* Data *
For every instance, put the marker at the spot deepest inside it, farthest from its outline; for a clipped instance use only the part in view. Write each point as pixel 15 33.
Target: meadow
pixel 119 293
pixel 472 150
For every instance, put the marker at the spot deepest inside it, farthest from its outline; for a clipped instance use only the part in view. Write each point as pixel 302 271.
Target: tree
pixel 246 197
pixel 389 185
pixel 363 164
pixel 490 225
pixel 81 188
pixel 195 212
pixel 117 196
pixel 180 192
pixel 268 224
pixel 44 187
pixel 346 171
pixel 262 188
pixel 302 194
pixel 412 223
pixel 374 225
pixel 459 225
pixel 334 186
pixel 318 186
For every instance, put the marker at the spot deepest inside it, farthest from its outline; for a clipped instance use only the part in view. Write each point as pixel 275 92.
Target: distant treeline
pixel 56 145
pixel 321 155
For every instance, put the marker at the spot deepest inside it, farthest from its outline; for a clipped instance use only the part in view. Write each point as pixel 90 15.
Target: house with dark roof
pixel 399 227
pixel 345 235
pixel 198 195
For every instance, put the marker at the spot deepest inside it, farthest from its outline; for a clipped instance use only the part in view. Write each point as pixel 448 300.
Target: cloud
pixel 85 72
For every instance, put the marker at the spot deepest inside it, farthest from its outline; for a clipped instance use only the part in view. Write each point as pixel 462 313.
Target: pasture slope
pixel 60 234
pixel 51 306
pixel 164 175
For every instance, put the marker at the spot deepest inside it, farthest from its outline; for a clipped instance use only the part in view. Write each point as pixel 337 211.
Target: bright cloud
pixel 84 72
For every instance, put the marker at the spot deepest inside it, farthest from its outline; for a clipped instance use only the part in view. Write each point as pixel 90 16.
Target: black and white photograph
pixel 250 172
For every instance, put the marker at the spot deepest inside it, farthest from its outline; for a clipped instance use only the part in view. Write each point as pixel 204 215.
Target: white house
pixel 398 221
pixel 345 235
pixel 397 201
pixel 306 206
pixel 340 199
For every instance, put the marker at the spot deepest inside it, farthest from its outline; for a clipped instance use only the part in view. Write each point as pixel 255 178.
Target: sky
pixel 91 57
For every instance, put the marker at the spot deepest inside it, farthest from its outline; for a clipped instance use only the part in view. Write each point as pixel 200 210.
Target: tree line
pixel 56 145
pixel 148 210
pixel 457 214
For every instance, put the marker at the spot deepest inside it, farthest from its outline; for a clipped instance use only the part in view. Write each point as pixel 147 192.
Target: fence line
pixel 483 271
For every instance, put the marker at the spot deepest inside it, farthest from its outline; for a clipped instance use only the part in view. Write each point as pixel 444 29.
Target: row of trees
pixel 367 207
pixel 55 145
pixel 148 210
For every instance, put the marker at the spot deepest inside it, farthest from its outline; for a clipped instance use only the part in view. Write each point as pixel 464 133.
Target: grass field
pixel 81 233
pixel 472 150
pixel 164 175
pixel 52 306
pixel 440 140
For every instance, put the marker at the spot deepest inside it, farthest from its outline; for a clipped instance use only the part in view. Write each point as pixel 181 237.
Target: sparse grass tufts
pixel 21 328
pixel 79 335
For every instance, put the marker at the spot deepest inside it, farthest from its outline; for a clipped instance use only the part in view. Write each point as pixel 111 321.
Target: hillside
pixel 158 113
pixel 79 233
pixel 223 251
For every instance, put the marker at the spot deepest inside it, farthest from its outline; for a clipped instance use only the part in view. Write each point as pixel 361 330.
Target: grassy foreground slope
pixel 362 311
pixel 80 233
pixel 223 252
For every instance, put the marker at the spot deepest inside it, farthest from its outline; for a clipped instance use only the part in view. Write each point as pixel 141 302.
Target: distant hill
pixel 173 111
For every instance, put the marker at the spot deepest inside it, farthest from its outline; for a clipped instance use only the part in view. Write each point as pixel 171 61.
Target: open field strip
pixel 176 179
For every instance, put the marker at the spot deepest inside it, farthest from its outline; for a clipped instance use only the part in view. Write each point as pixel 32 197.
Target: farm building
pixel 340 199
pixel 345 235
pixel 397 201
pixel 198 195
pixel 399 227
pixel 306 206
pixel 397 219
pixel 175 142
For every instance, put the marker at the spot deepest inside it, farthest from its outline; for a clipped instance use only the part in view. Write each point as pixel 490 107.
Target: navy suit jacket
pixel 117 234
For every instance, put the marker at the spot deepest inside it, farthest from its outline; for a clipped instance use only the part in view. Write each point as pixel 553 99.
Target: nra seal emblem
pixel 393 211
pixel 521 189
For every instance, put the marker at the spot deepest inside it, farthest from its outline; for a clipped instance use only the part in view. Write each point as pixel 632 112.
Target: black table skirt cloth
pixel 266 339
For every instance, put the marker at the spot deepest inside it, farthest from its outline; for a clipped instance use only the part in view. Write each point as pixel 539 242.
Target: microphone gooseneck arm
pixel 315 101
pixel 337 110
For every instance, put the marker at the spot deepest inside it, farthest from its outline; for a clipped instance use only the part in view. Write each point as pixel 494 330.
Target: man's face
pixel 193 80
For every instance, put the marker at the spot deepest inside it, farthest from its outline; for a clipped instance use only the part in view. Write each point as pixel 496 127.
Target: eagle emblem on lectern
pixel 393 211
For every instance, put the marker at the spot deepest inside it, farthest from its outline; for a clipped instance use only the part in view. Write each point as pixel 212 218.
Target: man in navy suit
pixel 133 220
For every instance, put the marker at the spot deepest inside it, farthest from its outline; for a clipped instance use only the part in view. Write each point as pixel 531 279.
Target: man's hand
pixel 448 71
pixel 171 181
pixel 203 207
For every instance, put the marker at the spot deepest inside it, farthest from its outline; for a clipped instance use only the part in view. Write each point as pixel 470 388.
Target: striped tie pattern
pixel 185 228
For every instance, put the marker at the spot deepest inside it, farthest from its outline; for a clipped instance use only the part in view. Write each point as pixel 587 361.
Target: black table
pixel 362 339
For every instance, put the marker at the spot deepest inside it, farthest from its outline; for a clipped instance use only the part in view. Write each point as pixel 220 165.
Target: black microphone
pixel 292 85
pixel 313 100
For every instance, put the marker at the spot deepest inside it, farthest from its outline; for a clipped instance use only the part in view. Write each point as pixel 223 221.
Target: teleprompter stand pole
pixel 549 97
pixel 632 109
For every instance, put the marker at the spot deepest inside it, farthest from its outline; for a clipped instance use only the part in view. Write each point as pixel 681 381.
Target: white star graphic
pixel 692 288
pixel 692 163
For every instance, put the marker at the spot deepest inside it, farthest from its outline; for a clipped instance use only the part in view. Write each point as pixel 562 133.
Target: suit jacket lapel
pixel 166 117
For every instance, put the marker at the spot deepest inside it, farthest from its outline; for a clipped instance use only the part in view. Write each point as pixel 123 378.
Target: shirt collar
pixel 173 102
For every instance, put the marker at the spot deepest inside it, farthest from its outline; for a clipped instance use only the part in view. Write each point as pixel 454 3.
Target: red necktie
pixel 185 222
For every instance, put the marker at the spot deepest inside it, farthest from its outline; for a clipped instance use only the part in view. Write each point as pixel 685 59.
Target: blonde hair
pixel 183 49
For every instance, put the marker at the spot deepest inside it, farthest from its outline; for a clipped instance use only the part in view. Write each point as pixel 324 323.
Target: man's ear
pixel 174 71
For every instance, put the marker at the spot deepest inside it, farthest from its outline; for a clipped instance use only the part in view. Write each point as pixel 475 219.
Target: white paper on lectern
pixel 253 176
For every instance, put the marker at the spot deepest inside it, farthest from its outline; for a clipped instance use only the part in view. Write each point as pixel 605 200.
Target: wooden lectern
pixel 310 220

* Problem to work on *
Reproduce verbatim the lines above, from the line containing "pixel 204 215." through the line containing "pixel 91 57", including both of those lines.

* Correct response *
For every instance, put the marker at the spot deepest inside it, farthest from its outline; for a clipped instance use only the part in view. Write each point as pixel 204 215.
Target: white house
pixel 398 221
pixel 345 235
pixel 397 201
pixel 306 206
pixel 340 199
For every instance, put the marker at the spot deepest inside it, farthest from its outline; for a clipped instance use only the part in view. Write each point as pixel 255 178.
Target: sky
pixel 91 57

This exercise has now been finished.